■ Problem: Repeat all the material exactly; pictures stay out of your copy.

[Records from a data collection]
━━━

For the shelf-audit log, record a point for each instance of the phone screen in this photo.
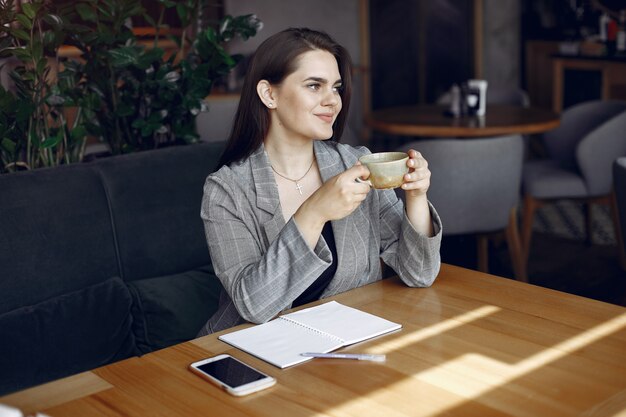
(231, 372)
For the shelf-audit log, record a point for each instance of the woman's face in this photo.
(307, 102)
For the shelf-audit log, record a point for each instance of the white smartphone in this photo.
(234, 376)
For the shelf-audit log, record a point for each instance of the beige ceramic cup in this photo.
(387, 169)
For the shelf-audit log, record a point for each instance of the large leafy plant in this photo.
(34, 131)
(131, 94)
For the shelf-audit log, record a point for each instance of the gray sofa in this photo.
(101, 261)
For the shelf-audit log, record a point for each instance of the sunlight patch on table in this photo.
(472, 375)
(434, 330)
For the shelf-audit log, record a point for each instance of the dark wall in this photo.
(419, 48)
(394, 38)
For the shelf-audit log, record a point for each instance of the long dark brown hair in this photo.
(274, 60)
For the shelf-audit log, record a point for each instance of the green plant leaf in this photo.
(167, 3)
(29, 10)
(78, 133)
(122, 57)
(52, 141)
(8, 145)
(24, 21)
(20, 34)
(86, 12)
(21, 53)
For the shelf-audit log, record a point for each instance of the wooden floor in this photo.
(555, 262)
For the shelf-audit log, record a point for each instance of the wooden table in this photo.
(471, 345)
(430, 120)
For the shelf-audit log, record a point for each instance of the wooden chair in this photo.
(619, 207)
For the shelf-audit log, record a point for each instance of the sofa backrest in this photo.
(55, 234)
(101, 261)
(155, 200)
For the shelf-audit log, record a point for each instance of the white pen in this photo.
(360, 356)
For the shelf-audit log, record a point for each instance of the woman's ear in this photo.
(264, 90)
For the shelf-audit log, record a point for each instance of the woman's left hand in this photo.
(417, 181)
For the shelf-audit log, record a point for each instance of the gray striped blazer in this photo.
(264, 262)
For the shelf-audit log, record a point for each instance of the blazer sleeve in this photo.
(260, 283)
(413, 256)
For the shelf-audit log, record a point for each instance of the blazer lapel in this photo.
(267, 198)
(348, 231)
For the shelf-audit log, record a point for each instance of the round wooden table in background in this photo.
(431, 121)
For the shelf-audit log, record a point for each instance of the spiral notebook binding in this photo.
(313, 329)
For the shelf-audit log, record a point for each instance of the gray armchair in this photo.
(581, 150)
(619, 186)
(475, 188)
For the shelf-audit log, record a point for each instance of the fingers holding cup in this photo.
(417, 180)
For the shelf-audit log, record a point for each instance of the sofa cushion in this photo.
(73, 332)
(172, 309)
(155, 199)
(55, 234)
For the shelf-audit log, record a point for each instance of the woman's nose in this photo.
(331, 98)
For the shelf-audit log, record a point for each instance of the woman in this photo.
(285, 219)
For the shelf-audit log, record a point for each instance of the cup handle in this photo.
(368, 182)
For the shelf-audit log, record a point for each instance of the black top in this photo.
(316, 289)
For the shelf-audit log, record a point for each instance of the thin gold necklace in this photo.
(298, 186)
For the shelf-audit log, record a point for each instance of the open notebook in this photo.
(323, 328)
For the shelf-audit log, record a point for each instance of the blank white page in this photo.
(280, 342)
(347, 323)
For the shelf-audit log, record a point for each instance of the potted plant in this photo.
(34, 131)
(126, 93)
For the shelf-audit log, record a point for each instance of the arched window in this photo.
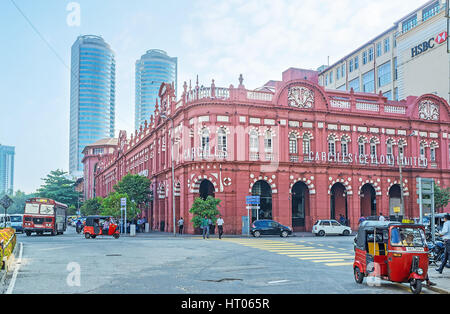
(433, 148)
(268, 142)
(306, 144)
(344, 146)
(361, 147)
(254, 141)
(401, 148)
(423, 150)
(293, 146)
(205, 141)
(389, 148)
(332, 145)
(373, 148)
(221, 140)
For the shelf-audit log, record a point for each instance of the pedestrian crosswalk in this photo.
(304, 251)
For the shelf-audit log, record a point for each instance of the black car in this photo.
(269, 227)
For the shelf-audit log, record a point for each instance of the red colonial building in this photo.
(310, 153)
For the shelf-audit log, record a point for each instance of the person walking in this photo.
(180, 225)
(205, 227)
(220, 223)
(445, 234)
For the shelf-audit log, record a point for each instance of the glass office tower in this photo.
(153, 69)
(6, 170)
(92, 96)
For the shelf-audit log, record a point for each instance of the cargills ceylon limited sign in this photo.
(429, 44)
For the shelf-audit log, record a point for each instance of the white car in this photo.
(330, 227)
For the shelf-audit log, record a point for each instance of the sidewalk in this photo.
(442, 281)
(159, 234)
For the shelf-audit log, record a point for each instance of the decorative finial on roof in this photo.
(241, 79)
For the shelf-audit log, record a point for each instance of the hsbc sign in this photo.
(429, 44)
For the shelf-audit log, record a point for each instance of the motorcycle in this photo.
(79, 228)
(436, 252)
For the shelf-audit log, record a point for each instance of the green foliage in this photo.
(136, 187)
(59, 187)
(91, 207)
(207, 207)
(18, 204)
(111, 206)
(441, 197)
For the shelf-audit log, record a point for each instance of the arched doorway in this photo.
(395, 199)
(300, 206)
(263, 190)
(207, 189)
(338, 201)
(368, 201)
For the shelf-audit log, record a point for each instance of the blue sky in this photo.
(216, 39)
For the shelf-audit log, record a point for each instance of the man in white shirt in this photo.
(220, 223)
(445, 234)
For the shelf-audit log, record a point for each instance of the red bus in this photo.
(44, 215)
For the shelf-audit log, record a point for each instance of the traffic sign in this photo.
(6, 202)
(253, 200)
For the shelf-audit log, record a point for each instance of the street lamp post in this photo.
(173, 174)
(402, 194)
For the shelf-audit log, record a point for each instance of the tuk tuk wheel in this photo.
(359, 276)
(416, 286)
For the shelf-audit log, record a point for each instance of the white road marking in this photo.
(16, 271)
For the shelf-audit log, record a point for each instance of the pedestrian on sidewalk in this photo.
(220, 223)
(180, 225)
(205, 227)
(445, 234)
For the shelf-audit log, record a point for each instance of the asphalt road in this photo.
(70, 264)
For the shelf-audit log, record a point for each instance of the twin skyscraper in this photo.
(93, 87)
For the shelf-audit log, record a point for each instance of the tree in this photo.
(136, 187)
(57, 186)
(441, 197)
(202, 207)
(111, 206)
(91, 207)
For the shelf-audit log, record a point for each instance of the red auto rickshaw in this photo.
(391, 251)
(94, 227)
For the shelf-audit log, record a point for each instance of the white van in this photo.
(17, 222)
(5, 223)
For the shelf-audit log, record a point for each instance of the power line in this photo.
(54, 51)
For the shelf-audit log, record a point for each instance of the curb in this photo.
(438, 290)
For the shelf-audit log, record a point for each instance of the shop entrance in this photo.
(300, 206)
(263, 190)
(207, 189)
(368, 201)
(338, 202)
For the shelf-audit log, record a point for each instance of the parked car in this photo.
(269, 227)
(330, 227)
(5, 221)
(17, 222)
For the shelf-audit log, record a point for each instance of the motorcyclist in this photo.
(79, 226)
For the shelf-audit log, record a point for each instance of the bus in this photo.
(44, 215)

━━━

■ The result:
For the shelf-audit log, record a point for each instance of the phone screen in this photo.
(231, 372)
For the shelf-audit log, record a point for each instance of the woman's face in this photo.
(307, 102)
For the shelf-audit log, record a point for each instance of the white smartphone in this photo.
(234, 376)
For the shelf-audit log, record a point for each instance of the beige ceramic cup in this photo.
(387, 169)
For the shelf-audit log, record a point for each instance of the large leafy plant in this photo.
(34, 131)
(131, 94)
For the shelf-audit log, record a point for each instance of the gray sofa in this photo.
(101, 261)
For the shelf-audit log, record a point for each instance of the sunlight patch on table in this photo.
(472, 375)
(434, 330)
For the shelf-audit log, record a point for each instance of the dark wall in this photo.
(419, 48)
(394, 38)
For the shelf-audit log, record a point for each instance of the long dark brown hair in this photo.
(274, 60)
For the shelf-audit log, record a point for each instance of the green plant leaf in this photo.
(167, 3)
(29, 10)
(78, 133)
(122, 57)
(52, 141)
(8, 145)
(24, 21)
(20, 34)
(86, 12)
(21, 53)
For the shelf-audit log, record a point for each instance of the wooden floor in this photo.
(555, 262)
For the shelf-audit log, record a point for each instance of the wooden table in this photo.
(471, 345)
(430, 120)
For the shelf-audit log, record a point for each instance of the wooden chair in this photo.
(619, 207)
For the shelf-audit log, record a point for each instance of the sofa backrest in this photo.
(55, 234)
(101, 261)
(155, 200)
For the shelf-audit log, record a point for each instance of the white pen in this photo.
(360, 356)
For the shelf-audit log, record a point for each instance of the woman's ear in this photo.
(264, 90)
For the shelf-audit log, record a point for each instance of the woman's left hand in this photo.
(417, 181)
For the shelf-audit log, record a point for each instance of the gray striped blazer in this photo.
(264, 262)
For the shelf-audit log, record a point for each instance of the blazer sleeve in this photo.
(260, 283)
(413, 256)
For the shelf-audit log, record a point for each instance of the blazer lapel in this photo.
(267, 198)
(348, 231)
For the shelf-audit log, record a point for each instance of the round wooden table in background in this photo.
(431, 121)
For the shelf-audit log, record a point for each instance of the spiral notebook binding in this photo.
(313, 329)
For the shelf-audit log, record a point for each instance of the gray armchair in this photo.
(581, 150)
(619, 186)
(475, 188)
For the shelf-audit log, record a point for each instance of the fingers holding cup in this photo.
(417, 180)
For the shelf-audit log, record a point for each instance of the sofa cushion in this photo.
(73, 332)
(172, 309)
(155, 199)
(55, 234)
For the shelf-audit log, record a point for each instance of the woman's nose in this photo.
(331, 98)
For the shelf-audit log, record a point for each instance of the woman in this photo.
(285, 219)
For the shelf-audit log, record a point for each instance of the cup handle in this photo.
(368, 182)
For the shelf-audit log, record a point for each instance of the black top in this photo.
(316, 289)
For the shelf-audit log, record a point for each instance of the thin gold necklace in this photo.
(298, 186)
For the shelf-audit log, record a point for each instance of the open notebook in this photo.
(323, 328)
For the shelf-audit log, record a point for each instance of the blank white page in this photo.
(280, 342)
(347, 323)
For the shelf-audit log, record a point for each instance of the potted plant in this photo.
(34, 131)
(126, 93)
For the shelf-audit log, record a point for each instance of the arched window in this photo.
(433, 148)
(268, 142)
(306, 144)
(344, 146)
(361, 147)
(254, 141)
(401, 148)
(423, 150)
(293, 146)
(205, 141)
(389, 148)
(332, 145)
(373, 148)
(221, 140)
For the shelf-audit log, record a point for each instance of the pedestrian crosswalk in this photo.
(304, 251)
For the shelf-audit log, record a point for each instance of the black car in this photo.
(269, 227)
For the shelf-audit log, record a point for each instance of the red colonial building in this photo.
(310, 153)
For the shelf-audit log, record a point for each instance of the person walking in this photo.
(180, 225)
(205, 227)
(220, 223)
(445, 234)
For the shelf-audit log, record a point for each instance of the glass office tower in this photo.
(153, 69)
(6, 170)
(92, 96)
For the shelf-audit log, record a point for each instance of the cargills ceylon limited sign in this photo.
(429, 44)
For the shelf-audit log, record a point for each instance of the white car in this photo.
(330, 227)
For the shelf-audit log, record a point for each instance of the sidewalk in this photo.
(442, 281)
(159, 234)
For the shelf-audit log, record a point for each instance of the decorative finial on roof in this photo.
(241, 79)
For the shelf-audit log, record a point for each instance of the hsbc sign in this photo.
(429, 44)
For the shelf-audit log, record a point for each instance of the motorcycle in this photo.
(79, 228)
(436, 252)
For the shelf-audit log, record a point for each instance of the green foliage in this photo.
(136, 187)
(59, 187)
(91, 207)
(207, 207)
(18, 204)
(111, 206)
(441, 197)
For the shelf-audit log, record a point for each instance of the arched doorway in this photo.
(395, 199)
(300, 206)
(263, 190)
(207, 189)
(338, 201)
(368, 201)
For the shelf-audit log, record a point for each instance of the blue sky in this photo.
(216, 39)
For the shelf-audit log, record a point for each instance of the man in white shirt in this photo.
(220, 223)
(445, 234)
For the shelf-audit log, record a point for each instance of the red bus in this photo.
(44, 215)
For the shelf-audit log, record a point for each instance of the traffic sign in this photo.
(6, 202)
(253, 200)
For the shelf-audit log, record a point for each instance of the street lamp post in this photo.
(173, 174)
(402, 194)
For the shelf-audit log, record a point for each instance of the tuk tuk wheel in this photo.
(359, 276)
(416, 286)
For the shelf-audit log, record a point for each instance of the white road marking in this photo.
(16, 271)
For the shelf-audit log, record a point for each instance of the pedestrian on sidewalk in this photo.
(220, 223)
(180, 225)
(205, 227)
(445, 234)
For the shelf-audit log, record a point for each instance of the asphalt road in this photo.
(70, 264)
For the shelf-audit log, record a point for each instance of the twin skyscraper in this photo.
(93, 87)
For the shelf-audit log, record a point for each instance of the tree in this photo.
(136, 187)
(57, 186)
(441, 197)
(202, 207)
(111, 206)
(91, 207)
For the shelf-audit log, record a point for each instance of the red auto rickshaw in this photo.
(391, 251)
(94, 227)
For the shelf-audit log, record a point for each instance of the white van in this photo.
(17, 222)
(5, 223)
For the shelf-audit log, record a point for each instance of the power line in this photo.
(54, 51)
For the shelf-audit log, record a point for each instance of the curb in this photo.
(438, 290)
For the shelf-audit log, record a point for each instance of the shop entrance in this photo.
(300, 206)
(263, 190)
(207, 189)
(368, 201)
(338, 202)
For the shelf-audit log, record a point for each instance of the parked car in this photo.
(269, 227)
(330, 227)
(5, 221)
(17, 222)
For the shelf-audit log, record a point for each instance of the motorcyclist in this photo.
(79, 226)
For the shelf-audit log, record a point for each instance of the bus in this photo.
(44, 215)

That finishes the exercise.